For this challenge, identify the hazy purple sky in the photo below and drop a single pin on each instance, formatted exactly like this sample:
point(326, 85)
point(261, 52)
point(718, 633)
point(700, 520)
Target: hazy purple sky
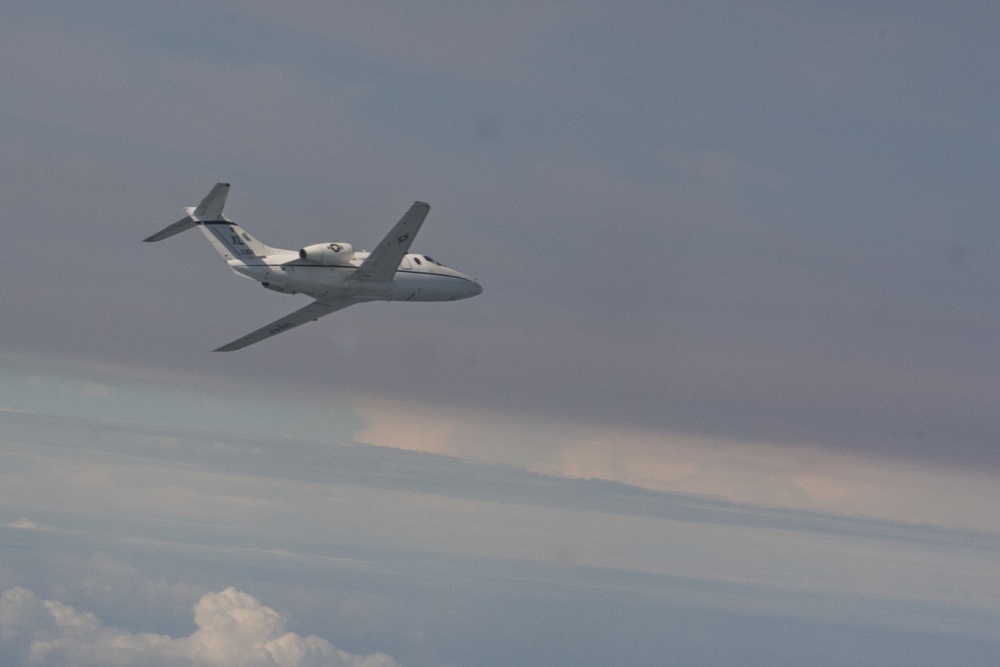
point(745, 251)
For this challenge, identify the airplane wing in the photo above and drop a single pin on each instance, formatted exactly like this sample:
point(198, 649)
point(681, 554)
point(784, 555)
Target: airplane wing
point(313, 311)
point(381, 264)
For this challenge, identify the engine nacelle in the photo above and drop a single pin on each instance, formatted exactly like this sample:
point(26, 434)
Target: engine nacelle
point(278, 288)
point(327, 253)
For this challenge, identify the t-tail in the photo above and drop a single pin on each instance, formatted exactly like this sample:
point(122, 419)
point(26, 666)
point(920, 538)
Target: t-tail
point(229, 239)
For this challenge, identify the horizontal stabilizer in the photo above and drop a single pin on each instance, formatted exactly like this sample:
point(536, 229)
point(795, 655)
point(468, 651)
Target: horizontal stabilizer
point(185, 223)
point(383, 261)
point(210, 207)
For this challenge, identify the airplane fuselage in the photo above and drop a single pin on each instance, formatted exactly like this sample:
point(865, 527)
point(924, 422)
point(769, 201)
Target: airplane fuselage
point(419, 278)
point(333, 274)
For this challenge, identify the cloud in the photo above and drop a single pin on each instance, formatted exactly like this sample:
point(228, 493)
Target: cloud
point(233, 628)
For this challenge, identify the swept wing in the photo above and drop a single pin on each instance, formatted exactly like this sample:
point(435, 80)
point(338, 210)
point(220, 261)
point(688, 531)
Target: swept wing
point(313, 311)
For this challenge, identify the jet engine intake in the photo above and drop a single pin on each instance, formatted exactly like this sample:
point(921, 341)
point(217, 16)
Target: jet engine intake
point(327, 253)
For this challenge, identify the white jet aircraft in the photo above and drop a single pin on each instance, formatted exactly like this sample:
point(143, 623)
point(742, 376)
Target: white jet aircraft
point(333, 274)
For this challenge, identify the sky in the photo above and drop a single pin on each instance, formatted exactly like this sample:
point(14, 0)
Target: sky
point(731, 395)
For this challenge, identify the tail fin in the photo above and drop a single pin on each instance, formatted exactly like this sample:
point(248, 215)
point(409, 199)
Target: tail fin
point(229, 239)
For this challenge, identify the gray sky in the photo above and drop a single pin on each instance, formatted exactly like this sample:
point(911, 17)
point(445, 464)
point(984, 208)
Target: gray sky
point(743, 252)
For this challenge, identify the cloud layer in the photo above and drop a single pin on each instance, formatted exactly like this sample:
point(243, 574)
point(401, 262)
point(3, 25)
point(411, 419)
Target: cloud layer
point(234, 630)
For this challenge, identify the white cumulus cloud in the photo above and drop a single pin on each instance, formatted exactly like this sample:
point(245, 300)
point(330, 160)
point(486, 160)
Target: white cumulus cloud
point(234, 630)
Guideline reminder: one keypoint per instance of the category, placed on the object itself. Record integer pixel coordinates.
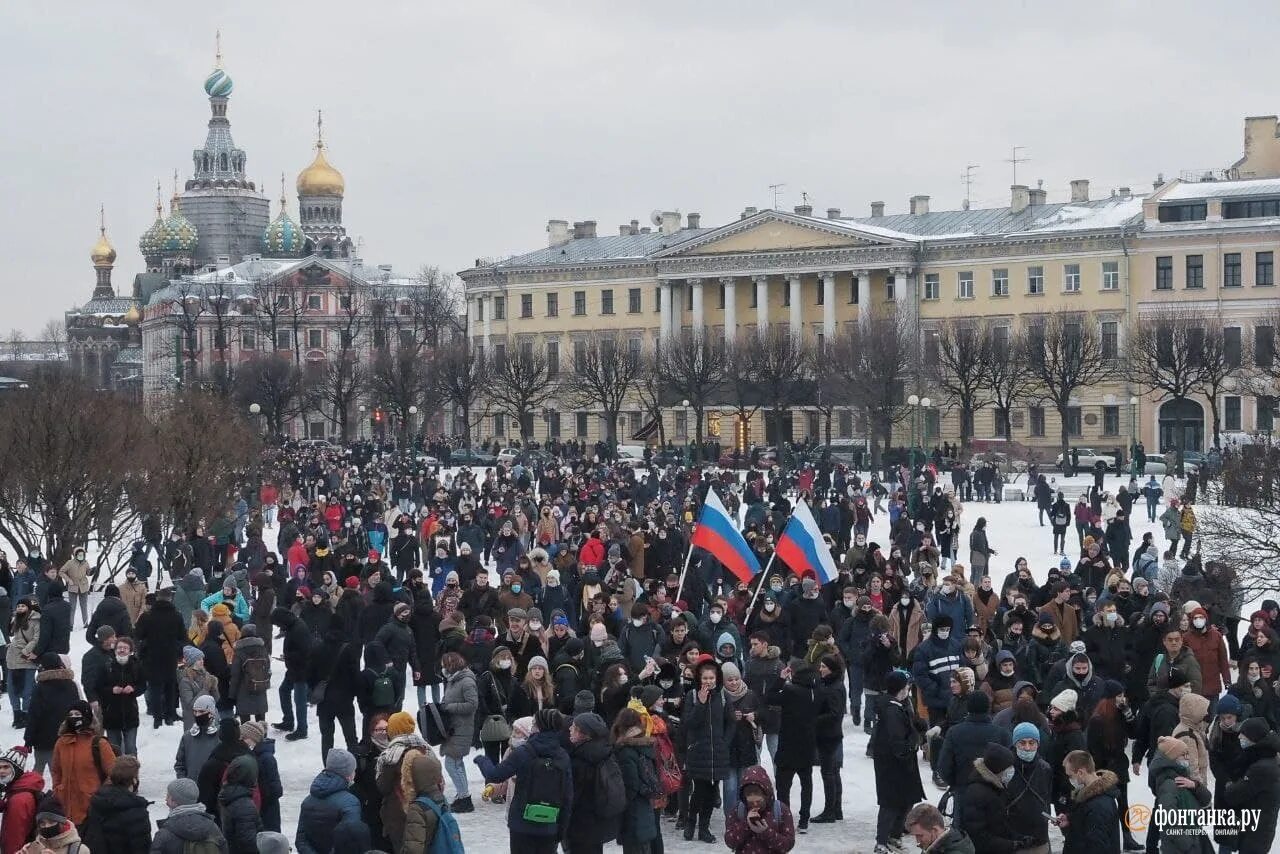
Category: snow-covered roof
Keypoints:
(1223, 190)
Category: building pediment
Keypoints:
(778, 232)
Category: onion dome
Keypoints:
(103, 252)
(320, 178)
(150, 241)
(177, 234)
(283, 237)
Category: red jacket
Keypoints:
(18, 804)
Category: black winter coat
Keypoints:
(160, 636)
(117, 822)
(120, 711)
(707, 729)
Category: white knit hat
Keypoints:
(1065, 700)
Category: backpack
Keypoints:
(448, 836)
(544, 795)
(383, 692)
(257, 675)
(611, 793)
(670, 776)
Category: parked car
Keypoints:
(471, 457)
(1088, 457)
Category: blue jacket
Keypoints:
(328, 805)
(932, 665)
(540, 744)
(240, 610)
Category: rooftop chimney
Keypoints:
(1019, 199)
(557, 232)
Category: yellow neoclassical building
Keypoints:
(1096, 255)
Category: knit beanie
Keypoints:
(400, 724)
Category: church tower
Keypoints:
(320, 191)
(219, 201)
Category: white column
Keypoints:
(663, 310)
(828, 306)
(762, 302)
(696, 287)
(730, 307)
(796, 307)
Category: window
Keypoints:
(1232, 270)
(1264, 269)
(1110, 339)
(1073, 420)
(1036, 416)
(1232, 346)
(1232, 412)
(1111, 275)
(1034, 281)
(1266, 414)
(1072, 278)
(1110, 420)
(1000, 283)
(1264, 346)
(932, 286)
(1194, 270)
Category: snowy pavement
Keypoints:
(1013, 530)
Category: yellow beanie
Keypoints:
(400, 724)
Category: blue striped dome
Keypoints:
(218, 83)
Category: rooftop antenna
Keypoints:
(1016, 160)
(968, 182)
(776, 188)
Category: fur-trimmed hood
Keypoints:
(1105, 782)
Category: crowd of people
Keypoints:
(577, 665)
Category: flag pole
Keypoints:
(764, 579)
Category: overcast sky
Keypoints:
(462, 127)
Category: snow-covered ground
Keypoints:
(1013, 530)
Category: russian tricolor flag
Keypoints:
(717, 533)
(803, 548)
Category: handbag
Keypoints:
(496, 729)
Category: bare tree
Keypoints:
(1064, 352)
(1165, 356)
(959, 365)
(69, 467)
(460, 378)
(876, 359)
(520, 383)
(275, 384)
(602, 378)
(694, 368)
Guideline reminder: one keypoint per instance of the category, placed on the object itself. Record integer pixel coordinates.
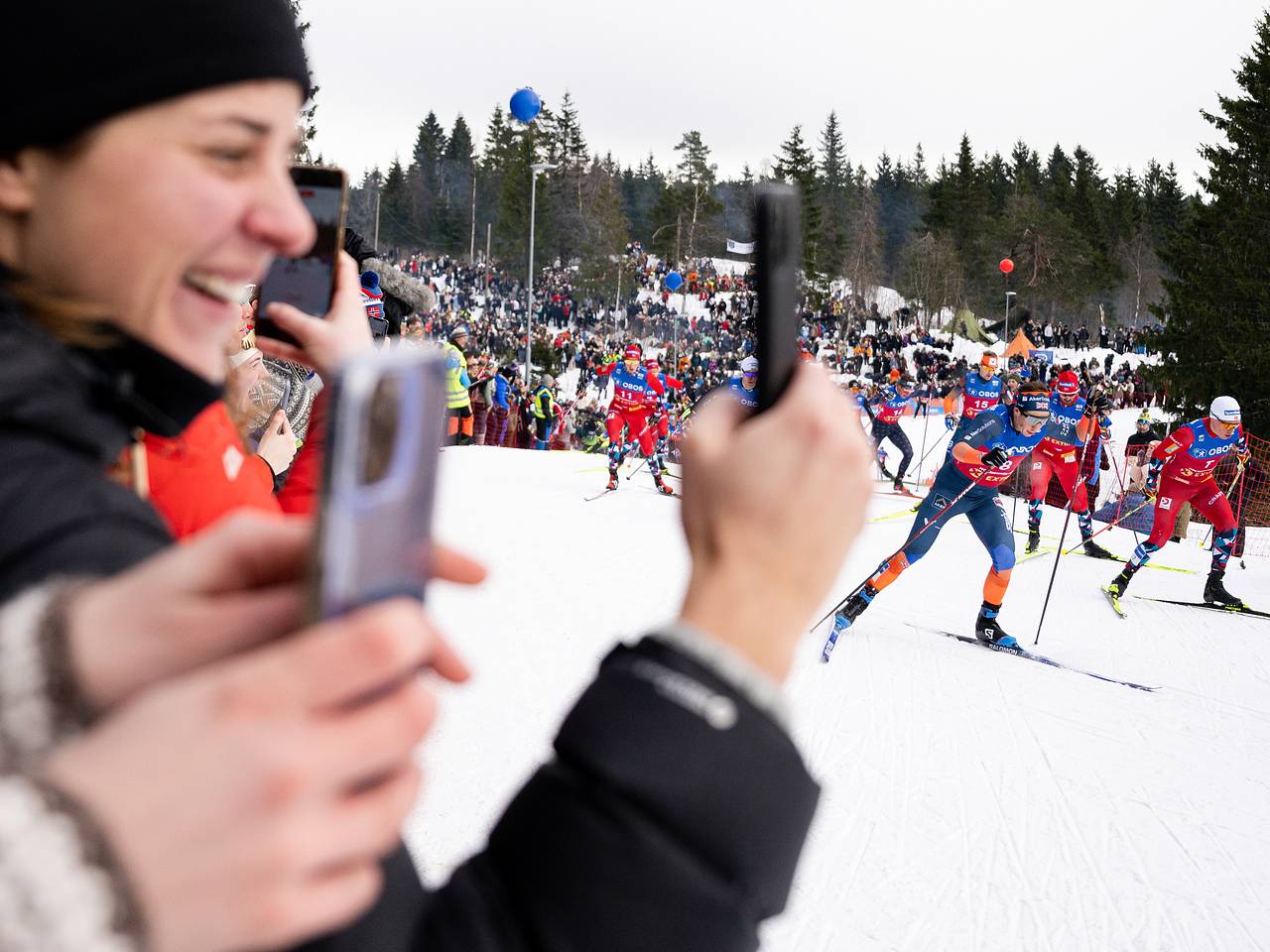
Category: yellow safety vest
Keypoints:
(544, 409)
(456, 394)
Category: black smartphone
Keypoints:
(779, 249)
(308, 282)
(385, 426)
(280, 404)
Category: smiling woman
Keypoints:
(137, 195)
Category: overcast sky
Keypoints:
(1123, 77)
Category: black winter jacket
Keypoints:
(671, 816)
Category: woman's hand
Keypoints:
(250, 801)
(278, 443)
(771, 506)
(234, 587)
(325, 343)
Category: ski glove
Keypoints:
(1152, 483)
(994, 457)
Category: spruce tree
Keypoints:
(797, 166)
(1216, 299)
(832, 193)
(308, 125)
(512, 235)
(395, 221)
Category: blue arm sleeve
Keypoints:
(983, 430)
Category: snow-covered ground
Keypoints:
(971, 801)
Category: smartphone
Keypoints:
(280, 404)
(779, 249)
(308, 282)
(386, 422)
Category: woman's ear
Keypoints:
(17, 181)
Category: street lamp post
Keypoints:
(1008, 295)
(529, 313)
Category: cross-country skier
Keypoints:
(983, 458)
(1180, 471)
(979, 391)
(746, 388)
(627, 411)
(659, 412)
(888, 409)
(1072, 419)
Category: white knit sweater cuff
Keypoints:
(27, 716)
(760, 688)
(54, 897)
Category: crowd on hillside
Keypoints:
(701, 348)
★ ★ ★ ★ ★
## What you will do
Write out all the entries word for word, but skip any images.

## Answer for the task
For this challenge, identify the hazy purple sky in the photo below and drop a single pin on each instance, formatted exactly like this sample:
point(326, 85)
point(261, 52)
point(718, 633)
point(700, 520)
Target: hazy purple sky
point(745, 251)
For this challenge, identify the airplane wing in the photo above and drop a single pin on each instance, formatted exactly like this sample:
point(198, 649)
point(681, 554)
point(784, 555)
Target: airplane wing
point(313, 311)
point(381, 264)
For this challenge, identify the engine nacelle in the photo above and drop a single pin on each instance, formatted exactly like this sample:
point(26, 434)
Target: engine nacelle
point(278, 288)
point(327, 253)
For this challenge, identify the t-tail in the photo above and drop a single pin on each instance, formatted exactly like this sample:
point(122, 419)
point(26, 666)
point(920, 538)
Target: t-tail
point(229, 239)
For this challenge, identify the horizontal stabilizer in the photo above and drop a single pin on each instance, formatted exactly like this sample:
point(536, 229)
point(795, 655)
point(468, 651)
Target: horizontal stabilizer
point(185, 223)
point(383, 261)
point(210, 207)
For this challenge, identify the airplane fuselage in the photo above and drop a single pin on each instance, formatted exactly like this sample:
point(865, 527)
point(924, 422)
point(769, 201)
Target: airplane fuselage
point(419, 278)
point(333, 274)
For this challenge, identify the cloud in the photo above and drop a single pin on each instance, formatted exactly like this sample:
point(228, 493)
Target: cloud
point(233, 628)
For this challenge, identify the swept wing in the photo above and drop a single pin on each instance, formatted exactly like this sample:
point(435, 80)
point(338, 210)
point(220, 261)
point(688, 531)
Target: swept wing
point(313, 311)
For this challenge, identify the jet engine intake in the photo above and drop a single pin on each instance, formatted exactly like this sample:
point(921, 341)
point(217, 16)
Target: jet engine intake
point(327, 253)
For this challenge, identify the white jet aircraft in the photo above and drop a single pin on each instance, formatted exactly like this sample:
point(143, 623)
point(742, 376)
Target: white jet aircraft
point(333, 274)
For this challenge, identify the sky in the photo above and drop a single pin on each instance, formatted exactly like this sample:
point(14, 0)
Target: sky
point(731, 395)
For this challenge, identify the tail fin in the photo above and drop a single pin on each instance, formatted exactly like this sample:
point(248, 215)
point(409, 199)
Target: tail fin
point(229, 239)
For this challenge, identify the gray sky in the photo above and drop a single pin on each instance, formatted exactly like this sample:
point(911, 17)
point(445, 464)
point(984, 208)
Target: gray sky
point(743, 252)
For this challenge, identify the cloud layer in the photo above and drop a single pin on each instance, formatted exactly like this sample:
point(243, 574)
point(401, 262)
point(3, 25)
point(411, 419)
Target: cloud layer
point(234, 630)
For this challenge, identify the white cumulus cloud in the photo above and drop a single pin on each instance, formatted exactly like this sample:
point(245, 300)
point(330, 160)
point(486, 160)
Target: white cumulus cloud
point(234, 630)
Guideline reminder: one keypoint per instance of the category, placed on the object itself. Record integer pixel coordinates.
Category: snow-covered roof
Keypoints:
(1223, 190)
Category: building pediment
Keypoints:
(778, 232)
Category: onion dome
Keypoints:
(103, 252)
(320, 178)
(150, 241)
(177, 234)
(283, 237)
Category: red jacket
Keypoints:
(18, 804)
Category: black winter coat
Keypoints:
(160, 636)
(117, 822)
(120, 711)
(707, 729)
Category: white knit hat
Keypoints:
(1065, 700)
Category: backpack
Keypoints:
(448, 836)
(544, 795)
(383, 692)
(257, 675)
(611, 793)
(670, 776)
Category: parked car
Keypoints:
(471, 457)
(1088, 457)
Category: blue jacket
Keypoints:
(328, 805)
(932, 665)
(540, 744)
(240, 610)
Category: rooftop chimney
Keypoints:
(1019, 199)
(557, 232)
Category: yellow neoclassical building
Keypoints:
(1096, 255)
Category: knit beanie
Keypoints:
(400, 724)
Category: church tower
Keypoints:
(320, 191)
(219, 201)
Category: white column
Keypoints:
(663, 310)
(828, 306)
(762, 302)
(696, 287)
(730, 307)
(796, 307)
Category: window
Keypoints:
(1232, 270)
(1264, 269)
(1110, 339)
(1073, 420)
(1036, 416)
(1232, 346)
(1232, 412)
(1111, 275)
(1034, 281)
(1266, 414)
(1072, 278)
(1110, 420)
(1000, 283)
(1264, 346)
(932, 286)
(1194, 270)
Category: snowy pavement
Keypoints:
(1013, 530)
Category: yellow beanie
Keypoints:
(400, 724)
Category: blue striped dome
Keypoints:
(218, 83)
Category: rooftop antenna
Keypoints:
(1016, 160)
(968, 182)
(776, 188)
Category: fur-trimmed hood
Keypoints:
(1105, 782)
Category: crowd of people
Keypoints:
(577, 665)
Category: flag pole
Keypoints:
(764, 579)
Category: overcast sky
Keypoints:
(462, 127)
Category: snow-covered ground
Keypoints:
(1013, 530)
Category: russian tricolor flag
Keypoints:
(717, 533)
(803, 548)
Category: handbag
Keypoints:
(496, 729)
Category: bare tree
Keypoints:
(1064, 352)
(1165, 356)
(959, 365)
(69, 467)
(460, 378)
(876, 359)
(520, 383)
(275, 384)
(602, 378)
(694, 368)
Guideline reminder: one keypoint per instance of the category, placed on the object itself. Record integer pixel coordinates.
Category: yellow safety vest
Keypoints:
(544, 409)
(456, 394)
Category: black smartphone
Keypoints:
(779, 249)
(308, 282)
(385, 426)
(280, 404)
Category: smiling woman
Keypoints:
(137, 195)
Category: overcast sky
Keypoints:
(1123, 77)
Category: black winter jacket
Keypoints:
(671, 816)
Category: woman's hand
Keypoints:
(250, 801)
(278, 443)
(771, 506)
(234, 587)
(325, 343)
Category: ski glove
Keypoints:
(1152, 483)
(994, 457)
Category: spruce tree
Keypoints:
(797, 166)
(1216, 299)
(832, 193)
(308, 125)
(512, 235)
(395, 221)
Category: blue arm sleeve
Keypoints:
(983, 430)
Category: snow-covered ground
Keypoints:
(971, 801)
Category: smartphone
Keypoints:
(280, 404)
(779, 249)
(308, 282)
(386, 422)
Category: woman's ear
Keypoints:
(17, 181)
Category: street lamp post
Keypoints:
(1008, 295)
(529, 313)
Category: cross-country skier
Keypoints:
(983, 458)
(1180, 471)
(979, 391)
(746, 388)
(627, 411)
(659, 412)
(888, 409)
(1072, 419)
Category: white knit sweater cuff
Keypoints:
(27, 716)
(760, 688)
(54, 897)
Category: crowd on hillside
Keypoints:
(701, 348)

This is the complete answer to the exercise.